_Exercise instructions_:
1. In the gene expression text, write out the passage from "Coefficients of all" up to and including "and fertile groups.", replacing "fertile" with "control".
2. For each statement, say whether it agrees with the gene expression text and quote the words that settle it: (a) The blood RNA-Seq reads were mapped to GRCh38 using Tophat2 and Cufflinks. (b) The RIF group was significantly older than the fertile group. (c) Written consent was obtained from only some of the participants.

Coefficients of all the genes among three groups were calculated by Pearson’s correlation. And the association of gene expressions in blood and endometrium in paired samples were also tested by Spearman’s correlation. The difference of coefficients among three groups was compared by t test.

Ethics

This study was approved by the Joint Chinese University of Hong Kong–New Territories East Cluster Clinical Research Ethics Committee. Informed written consent was obtained from all participants.

Results

The demographics of the recruited subjects are summarized in S1 Table. There was no significant difference in age, BMI, cycle length and endometrium thickness at the time of biopsy amongst RIF, RM and fertile groups.

Differentially expressed genes in peripheral blood

The reads mapping of all 9 pairs of samples for RNA-Seq were satisfactory. For the blood samples, after trimming the adapters and low quality bases (Q<20 in 4bp sliding window) using Trimmomatic (v0.32), RNA-Seq reads were mapped to the human genome from the Genome Reference Consortium (GRCh38) using Tophat2 and Cufflinks. The average percentage of mapped reads was 87.38%, including 19.44% in intronic region, 37.96% in protein coding region, 0.0064% in rRNA region and 42.59% in other regions (e.g. intergenic, antisense strand etc.). Of the same data size, median expression of genes in endometrium were about 3 times higher than those in blood of each paired samples in Table 1. The raw sequencing data was uploaded to NCBI with reference BioProject ID: PRJNA379542.

Table 1

The median expression of genes in each paired samples.

_Data extract_:
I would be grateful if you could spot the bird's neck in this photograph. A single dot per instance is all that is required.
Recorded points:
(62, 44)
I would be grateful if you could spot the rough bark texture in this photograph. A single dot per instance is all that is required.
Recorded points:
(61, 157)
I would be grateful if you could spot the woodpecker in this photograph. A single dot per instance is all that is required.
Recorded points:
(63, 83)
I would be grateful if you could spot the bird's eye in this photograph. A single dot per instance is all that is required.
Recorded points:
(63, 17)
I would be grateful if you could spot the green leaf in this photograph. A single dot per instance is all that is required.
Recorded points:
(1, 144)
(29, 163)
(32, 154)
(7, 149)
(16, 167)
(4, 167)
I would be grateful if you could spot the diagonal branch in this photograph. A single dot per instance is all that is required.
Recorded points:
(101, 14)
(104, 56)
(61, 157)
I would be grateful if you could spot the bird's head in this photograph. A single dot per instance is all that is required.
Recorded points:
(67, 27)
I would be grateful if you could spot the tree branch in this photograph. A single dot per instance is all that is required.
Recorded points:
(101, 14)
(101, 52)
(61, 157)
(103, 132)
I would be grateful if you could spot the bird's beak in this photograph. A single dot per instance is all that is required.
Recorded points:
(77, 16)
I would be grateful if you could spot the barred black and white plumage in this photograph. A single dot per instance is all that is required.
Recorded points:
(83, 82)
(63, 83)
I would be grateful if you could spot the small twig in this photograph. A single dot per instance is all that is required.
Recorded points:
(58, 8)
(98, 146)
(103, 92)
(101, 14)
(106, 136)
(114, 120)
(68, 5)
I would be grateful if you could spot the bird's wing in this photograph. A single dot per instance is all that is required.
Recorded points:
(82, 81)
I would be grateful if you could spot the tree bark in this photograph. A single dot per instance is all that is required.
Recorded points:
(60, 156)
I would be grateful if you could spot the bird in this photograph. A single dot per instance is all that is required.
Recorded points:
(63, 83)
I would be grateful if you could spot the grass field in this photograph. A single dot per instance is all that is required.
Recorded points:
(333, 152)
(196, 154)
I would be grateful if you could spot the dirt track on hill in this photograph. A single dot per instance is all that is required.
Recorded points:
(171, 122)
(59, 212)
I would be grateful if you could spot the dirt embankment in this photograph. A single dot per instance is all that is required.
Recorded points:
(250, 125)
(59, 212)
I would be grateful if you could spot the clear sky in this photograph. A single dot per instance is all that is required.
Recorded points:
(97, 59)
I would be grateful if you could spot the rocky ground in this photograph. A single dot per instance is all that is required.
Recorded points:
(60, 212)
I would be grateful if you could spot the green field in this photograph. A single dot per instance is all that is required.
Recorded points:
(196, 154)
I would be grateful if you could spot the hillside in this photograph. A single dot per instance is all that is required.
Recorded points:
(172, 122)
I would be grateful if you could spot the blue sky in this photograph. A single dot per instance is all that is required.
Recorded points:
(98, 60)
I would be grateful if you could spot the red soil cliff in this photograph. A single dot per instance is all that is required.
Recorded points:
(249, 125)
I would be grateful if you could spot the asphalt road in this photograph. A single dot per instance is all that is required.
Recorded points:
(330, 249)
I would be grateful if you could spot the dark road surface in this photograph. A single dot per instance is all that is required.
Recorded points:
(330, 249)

_Answer list_:
1.
Coefficients of all the genes among three groups were calculated by Pearson’s correlation. And the association of gene expressions in blood and endometrium in paired samples were also tested by Spearman’s correlation. The difference of coefficients among three groups was compared by t test.

Ethics

This study was approved by the Joint Chinese University of Hong Kong–New Territories East Cluster Clinical Research Ethics Committee. Informed written consent was obtained from all participants.

Results

The demographics of the recruited subjects are summarized in S1 Table. There was no significant difference in age, BMI, cycle length and endometrium thickness at the time of biopsy amongst RIF, RM and control groups.

2.
(a) Yes: "RNA-Seq reads were mapped to the human genome from the Genome Reference Consortium (GRCh38) using Tophat2 and Cufflinks"
(b) No: "There was no significant difference in age, BMI, cycle length and endometrium thickness at the time of biopsy amongst RIF, RM and fertile groups."
(c) No: "Informed written consent was obtained from all participants."